*** Given text
According to a further aspect the invention provides an improvement in this respect by a covering assembly for covering a bank, coast or dike, including spillways, for protection against wave attacks and water flows, comprising a number of blocks placed in a bond, the blocks having an upper surface and a lower surface, wherein at least a number of the blocks with their lower surfaces are adhered to a filter mat that is provided with passages in a direction perpendicular to the plane of the mat and with passages in the plane of the mat, particularly in random directions therein. The connection between the blocks and the filter mat need not take place through the accommodation of mat portions in the moulding material of the blocks, such as concrete, as a result of which the position of the blocks during moulding can be different than after connection to the mat. In that case the blocks are able to define a more closed surface, at least with more discrete vertical passages instead of a contiguous net of slit-shaped passages. The mat itself, which preferably has an open structure in three dimensions, provides a quick connection with the discrete vertical passages. The permeability in the three dimensions in the mat preferably is substantially the same. A useful example of such a mat is a mat by Enkamat (registered trademark). The adhesion can be realised by means of an added adhesive, such as glue.
******
#### To-do list
• 1. In the covering-assembly text, what can be used to adhere the blocks to the filter mat?
• 2. Do the following statements agree with the covering-assembly text? Answer yes or no for each, quoting the words that decide it.
(a) The blocks must be joined to the filter mat by embedding mat portions in the moulding material of the blocks.
(b) The permeability of the mat is preferably substantially the same in all three dimensions.
(c) The blocks of the covering assembly are placed in a bond.
• 3. Continue the covering-assembly text, picking up right after its final sentence.
*** Data section
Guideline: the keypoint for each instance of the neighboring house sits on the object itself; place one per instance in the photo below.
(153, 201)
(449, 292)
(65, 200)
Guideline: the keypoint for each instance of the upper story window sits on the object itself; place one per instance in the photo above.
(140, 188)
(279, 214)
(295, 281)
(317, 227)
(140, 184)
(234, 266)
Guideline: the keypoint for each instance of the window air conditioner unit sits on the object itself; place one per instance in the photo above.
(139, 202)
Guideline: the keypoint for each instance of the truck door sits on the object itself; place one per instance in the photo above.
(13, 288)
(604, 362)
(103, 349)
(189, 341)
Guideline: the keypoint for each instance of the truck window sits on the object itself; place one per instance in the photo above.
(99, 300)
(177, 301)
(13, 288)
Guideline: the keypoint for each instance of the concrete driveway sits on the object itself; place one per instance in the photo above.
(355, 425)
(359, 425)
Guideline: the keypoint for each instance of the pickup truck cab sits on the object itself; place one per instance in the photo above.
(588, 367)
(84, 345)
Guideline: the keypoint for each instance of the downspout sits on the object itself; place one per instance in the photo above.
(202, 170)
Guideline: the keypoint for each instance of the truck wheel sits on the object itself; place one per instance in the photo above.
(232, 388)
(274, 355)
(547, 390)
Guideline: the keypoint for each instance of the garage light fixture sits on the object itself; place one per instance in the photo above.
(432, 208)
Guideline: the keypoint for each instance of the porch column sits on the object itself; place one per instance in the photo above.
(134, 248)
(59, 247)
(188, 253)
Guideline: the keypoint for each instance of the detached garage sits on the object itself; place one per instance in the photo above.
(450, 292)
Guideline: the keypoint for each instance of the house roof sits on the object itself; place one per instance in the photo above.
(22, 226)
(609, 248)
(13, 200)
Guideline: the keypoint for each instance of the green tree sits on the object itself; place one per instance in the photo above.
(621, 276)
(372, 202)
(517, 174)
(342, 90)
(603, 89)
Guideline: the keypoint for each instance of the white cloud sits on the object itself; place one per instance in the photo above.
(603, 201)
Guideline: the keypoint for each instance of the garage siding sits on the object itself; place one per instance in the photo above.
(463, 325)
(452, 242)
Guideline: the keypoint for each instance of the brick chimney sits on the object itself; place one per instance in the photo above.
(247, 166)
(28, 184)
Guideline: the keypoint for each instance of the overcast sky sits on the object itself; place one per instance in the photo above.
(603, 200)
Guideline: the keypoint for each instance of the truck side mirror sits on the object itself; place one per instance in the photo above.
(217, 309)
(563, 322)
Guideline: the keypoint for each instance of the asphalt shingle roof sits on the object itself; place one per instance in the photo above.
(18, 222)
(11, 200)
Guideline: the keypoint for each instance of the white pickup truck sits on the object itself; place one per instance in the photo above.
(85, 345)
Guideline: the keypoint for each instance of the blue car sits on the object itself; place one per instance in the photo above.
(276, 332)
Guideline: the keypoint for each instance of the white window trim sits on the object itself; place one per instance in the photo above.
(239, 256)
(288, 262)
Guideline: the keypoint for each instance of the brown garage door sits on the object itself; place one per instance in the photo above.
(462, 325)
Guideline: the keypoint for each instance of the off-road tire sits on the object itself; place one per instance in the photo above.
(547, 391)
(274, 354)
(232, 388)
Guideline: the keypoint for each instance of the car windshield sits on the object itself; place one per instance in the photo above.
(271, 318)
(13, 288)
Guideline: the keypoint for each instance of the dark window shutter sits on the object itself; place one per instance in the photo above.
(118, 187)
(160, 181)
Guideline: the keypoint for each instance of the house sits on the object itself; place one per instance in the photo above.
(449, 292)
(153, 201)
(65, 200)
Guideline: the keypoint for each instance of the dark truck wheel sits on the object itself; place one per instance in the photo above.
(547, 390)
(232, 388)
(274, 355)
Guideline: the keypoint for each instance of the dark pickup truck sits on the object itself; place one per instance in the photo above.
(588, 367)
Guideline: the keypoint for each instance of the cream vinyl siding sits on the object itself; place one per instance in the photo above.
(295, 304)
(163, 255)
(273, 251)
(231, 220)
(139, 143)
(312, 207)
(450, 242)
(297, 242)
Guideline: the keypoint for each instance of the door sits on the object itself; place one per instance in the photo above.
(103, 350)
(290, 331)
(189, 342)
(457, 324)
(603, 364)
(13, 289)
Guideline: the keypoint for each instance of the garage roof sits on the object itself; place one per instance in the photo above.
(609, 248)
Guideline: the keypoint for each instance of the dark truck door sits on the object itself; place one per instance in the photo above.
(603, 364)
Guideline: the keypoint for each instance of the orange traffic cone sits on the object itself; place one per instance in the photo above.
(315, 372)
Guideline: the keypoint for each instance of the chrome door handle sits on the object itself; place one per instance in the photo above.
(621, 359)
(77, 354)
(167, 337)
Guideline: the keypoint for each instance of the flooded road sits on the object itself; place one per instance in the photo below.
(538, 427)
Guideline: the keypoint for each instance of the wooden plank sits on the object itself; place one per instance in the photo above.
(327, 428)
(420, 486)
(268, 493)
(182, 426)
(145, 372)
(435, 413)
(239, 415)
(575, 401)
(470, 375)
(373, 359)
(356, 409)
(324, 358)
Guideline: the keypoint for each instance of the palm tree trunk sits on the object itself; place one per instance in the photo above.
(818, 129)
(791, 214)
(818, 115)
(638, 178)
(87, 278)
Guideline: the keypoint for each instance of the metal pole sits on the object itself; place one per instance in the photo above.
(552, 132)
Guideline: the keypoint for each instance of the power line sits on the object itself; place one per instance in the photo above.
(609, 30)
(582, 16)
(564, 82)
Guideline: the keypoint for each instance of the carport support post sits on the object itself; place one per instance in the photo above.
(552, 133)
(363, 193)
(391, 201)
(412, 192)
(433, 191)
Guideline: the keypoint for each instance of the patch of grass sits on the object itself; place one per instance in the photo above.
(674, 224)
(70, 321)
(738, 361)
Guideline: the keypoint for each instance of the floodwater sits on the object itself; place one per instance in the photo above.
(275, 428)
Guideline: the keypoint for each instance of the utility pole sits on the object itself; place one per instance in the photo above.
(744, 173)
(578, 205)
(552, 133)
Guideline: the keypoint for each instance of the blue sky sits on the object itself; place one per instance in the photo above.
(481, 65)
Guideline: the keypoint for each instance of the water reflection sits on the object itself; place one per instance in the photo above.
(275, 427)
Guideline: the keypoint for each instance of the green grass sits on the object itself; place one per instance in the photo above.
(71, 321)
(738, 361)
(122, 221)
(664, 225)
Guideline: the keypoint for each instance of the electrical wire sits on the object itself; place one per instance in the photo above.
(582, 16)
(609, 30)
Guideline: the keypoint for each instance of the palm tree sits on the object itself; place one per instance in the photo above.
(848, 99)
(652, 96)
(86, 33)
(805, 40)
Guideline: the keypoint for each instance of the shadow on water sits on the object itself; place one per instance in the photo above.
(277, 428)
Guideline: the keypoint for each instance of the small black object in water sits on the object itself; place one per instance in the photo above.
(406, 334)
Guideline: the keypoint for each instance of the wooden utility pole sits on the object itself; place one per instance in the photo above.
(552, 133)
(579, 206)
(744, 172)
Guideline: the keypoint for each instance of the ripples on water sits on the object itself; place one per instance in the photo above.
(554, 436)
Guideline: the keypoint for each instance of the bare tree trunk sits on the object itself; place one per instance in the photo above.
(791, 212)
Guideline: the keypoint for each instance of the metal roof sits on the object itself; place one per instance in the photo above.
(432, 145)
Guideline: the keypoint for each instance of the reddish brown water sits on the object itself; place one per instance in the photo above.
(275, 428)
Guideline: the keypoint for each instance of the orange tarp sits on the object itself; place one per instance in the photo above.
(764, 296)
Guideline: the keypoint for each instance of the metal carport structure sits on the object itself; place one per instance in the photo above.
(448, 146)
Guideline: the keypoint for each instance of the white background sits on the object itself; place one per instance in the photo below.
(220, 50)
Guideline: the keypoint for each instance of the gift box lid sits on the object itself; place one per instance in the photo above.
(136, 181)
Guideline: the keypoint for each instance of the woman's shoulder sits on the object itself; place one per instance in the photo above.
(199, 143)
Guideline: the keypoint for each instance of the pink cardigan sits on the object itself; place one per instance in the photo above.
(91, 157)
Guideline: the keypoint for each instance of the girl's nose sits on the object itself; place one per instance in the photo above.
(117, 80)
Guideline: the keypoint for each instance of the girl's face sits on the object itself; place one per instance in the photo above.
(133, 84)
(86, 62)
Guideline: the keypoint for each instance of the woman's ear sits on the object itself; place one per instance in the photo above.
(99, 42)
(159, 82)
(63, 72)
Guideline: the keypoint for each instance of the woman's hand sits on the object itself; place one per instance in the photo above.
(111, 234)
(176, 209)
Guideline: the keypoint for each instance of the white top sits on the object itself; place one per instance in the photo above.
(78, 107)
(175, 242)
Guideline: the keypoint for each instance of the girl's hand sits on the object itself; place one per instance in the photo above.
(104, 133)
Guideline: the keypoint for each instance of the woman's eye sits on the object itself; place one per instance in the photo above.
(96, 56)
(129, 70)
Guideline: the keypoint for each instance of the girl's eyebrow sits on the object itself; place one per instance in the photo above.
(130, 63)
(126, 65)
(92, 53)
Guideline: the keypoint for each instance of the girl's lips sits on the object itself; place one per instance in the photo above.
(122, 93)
******
#### Outputs
• 1. An added adhesive, such as glue.

• 2.
(a) No: "The connection between the blocks and the filter mat need not take place through the accommodation of mat portions in the moulding material of the blocks"
(b) Yes: "The permeability in the three dimensions in the mat preferably is substantially the same."
(c) Yes: "comprising a number of blocks placed in a bond"

• 3.
According to a further aspect the invention provides a covering with covering assemblies according to the invention, wherein the blocks form a standard assembly or a deviating assembly according to inventions discussed above. The mat keeps the blocks together.

The covering assembly preferably is substantially rectangular, wherein the mat at at least one cathetus, preferably at two adjacent catheti, projects from the blocks, so that in the work a proper filter closure is realised.

According to a further aspect the invention provides a method for manufacturing a covering assembly according to the invention, wherein the blocks are manufactured in a mould from hardenable moulding material, which for instance hardens under the influence of increased temperature or that bonds hydraulically, such as concrete, after sufficient hardening are brought as a group into a bond of abutment and are placed against the mat or the mat is placed against the group of blocks, wherein the mat is attached to the blocks by adhesion.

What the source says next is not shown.